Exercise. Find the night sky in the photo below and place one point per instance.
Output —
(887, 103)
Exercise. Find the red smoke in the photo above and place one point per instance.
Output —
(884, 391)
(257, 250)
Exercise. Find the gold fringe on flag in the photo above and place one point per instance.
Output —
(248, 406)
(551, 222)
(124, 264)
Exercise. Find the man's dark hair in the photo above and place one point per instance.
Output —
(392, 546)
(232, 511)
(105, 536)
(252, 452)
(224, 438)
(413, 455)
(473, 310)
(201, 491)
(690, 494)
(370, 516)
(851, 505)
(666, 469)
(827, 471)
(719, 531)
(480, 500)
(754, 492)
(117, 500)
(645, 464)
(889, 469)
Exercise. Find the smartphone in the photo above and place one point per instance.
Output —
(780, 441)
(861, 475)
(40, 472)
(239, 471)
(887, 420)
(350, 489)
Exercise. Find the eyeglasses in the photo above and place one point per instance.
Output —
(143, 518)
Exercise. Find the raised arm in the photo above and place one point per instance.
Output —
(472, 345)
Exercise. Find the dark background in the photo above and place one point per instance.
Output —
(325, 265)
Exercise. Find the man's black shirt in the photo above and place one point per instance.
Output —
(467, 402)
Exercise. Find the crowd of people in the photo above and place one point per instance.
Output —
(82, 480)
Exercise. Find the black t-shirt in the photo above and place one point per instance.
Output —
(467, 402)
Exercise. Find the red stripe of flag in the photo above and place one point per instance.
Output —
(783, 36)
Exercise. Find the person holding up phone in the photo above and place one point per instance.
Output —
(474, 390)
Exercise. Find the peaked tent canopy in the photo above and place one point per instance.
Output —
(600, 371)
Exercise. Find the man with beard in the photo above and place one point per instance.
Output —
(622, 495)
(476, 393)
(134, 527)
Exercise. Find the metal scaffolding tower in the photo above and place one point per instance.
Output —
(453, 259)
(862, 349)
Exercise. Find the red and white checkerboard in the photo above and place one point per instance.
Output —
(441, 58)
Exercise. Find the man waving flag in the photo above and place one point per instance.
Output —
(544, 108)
■ ■ ■ ■ ■ ■ ■
→ **Required work**: Reproduce the material verbatim, line by line.

→ **The result**:
Exercise. Find the night sky in the photo below and place one point per instance.
Output —
(887, 103)
Exercise. Find the red smoke in the photo above and place one point per instance.
Output —
(884, 391)
(257, 250)
Exercise. Find the gold fringe on flag in the photo above and place one point per instance.
Output —
(248, 406)
(551, 222)
(124, 264)
Exercise. Find the man's dark hair in the photo above and place one point per instance.
Output —
(392, 546)
(232, 511)
(105, 536)
(252, 452)
(224, 438)
(413, 455)
(473, 310)
(201, 491)
(690, 494)
(370, 516)
(851, 505)
(666, 469)
(827, 471)
(719, 531)
(480, 500)
(754, 492)
(117, 500)
(645, 464)
(889, 469)
Exercise. Find the smartphone in the photo above and place one point per instance.
Output —
(780, 441)
(861, 475)
(40, 472)
(239, 471)
(887, 420)
(350, 489)
Exercise. Find the eyeglasses in the photo above and place one point per instance.
Output —
(143, 518)
Exercise. Find the raised arm in the photo above and place one point per instance.
Output —
(472, 345)
Exercise. Find the dark background in the photo above and place one point per instance.
Output —
(325, 265)
Exercise. Find the man's black shirt in the photo above and place one point per instance.
Output —
(467, 402)
Exercise. Find the crowd of people in the photo above and place one point per instance.
Output —
(82, 480)
Exercise. Find the black t-shirt in the photo above and place one point per instance.
Output —
(467, 402)
Exercise. Find the red stripe of flag in the photo above and place one point per instance.
Output —
(783, 36)
Exercise. Find the person holding up phone in the photo above and place one point per instance.
Output —
(474, 390)
Exercise. Find the peaked tent canopy in the photo above and place one point per instance.
Output —
(600, 371)
Exercise. Find the man with beard in the photo above and place one point per instance.
Output —
(622, 495)
(476, 393)
(134, 527)
Exercise. Find the metal scaffolding tower in the photo above and place one point per instance.
Output —
(453, 259)
(862, 349)
Exercise. Find the red and white checkerboard in the photo above and place one point per instance.
Output —
(441, 58)
Exercise. Find the man waving flag in the photo above and place one point per instance.
Output —
(544, 108)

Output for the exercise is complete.